--- Records supplied ---
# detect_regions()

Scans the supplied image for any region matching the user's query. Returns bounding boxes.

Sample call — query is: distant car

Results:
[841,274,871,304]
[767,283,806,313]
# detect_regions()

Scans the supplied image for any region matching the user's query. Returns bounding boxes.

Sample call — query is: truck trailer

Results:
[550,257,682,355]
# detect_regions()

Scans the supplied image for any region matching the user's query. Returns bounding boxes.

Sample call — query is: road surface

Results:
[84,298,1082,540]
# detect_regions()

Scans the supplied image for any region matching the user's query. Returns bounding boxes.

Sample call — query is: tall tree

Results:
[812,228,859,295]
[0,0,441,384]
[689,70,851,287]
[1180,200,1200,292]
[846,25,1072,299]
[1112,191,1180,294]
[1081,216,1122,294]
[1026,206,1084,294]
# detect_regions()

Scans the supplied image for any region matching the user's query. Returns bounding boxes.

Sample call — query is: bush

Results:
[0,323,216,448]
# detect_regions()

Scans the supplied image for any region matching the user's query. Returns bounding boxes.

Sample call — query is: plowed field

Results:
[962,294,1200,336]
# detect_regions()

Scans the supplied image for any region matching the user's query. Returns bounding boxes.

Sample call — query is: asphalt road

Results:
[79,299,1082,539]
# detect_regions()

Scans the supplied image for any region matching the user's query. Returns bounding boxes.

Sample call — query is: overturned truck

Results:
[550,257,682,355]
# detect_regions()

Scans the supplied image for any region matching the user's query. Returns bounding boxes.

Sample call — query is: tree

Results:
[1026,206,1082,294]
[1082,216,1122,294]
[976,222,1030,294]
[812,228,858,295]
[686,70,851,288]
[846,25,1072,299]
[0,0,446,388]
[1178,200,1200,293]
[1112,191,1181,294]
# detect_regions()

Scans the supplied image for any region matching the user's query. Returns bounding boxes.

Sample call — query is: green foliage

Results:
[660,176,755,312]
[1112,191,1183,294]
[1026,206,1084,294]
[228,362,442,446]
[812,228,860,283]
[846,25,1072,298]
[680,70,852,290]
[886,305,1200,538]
---
Task to complete: Copy the part of the listing that runs from its start through the line containing "[767,283,806,313]", including both ends, and leave every line as it is except the bounding-box coordinates in the results. Multiply each of those coordinates by 0.95 and round it to a whole number, rounding halves up.

Output below:
# detect_regions()

Scans the supplied image for any region matching the user's query. Returns bounding boxes.

Sample call — query is: distant car

Results:
[799,260,827,289]
[729,269,766,297]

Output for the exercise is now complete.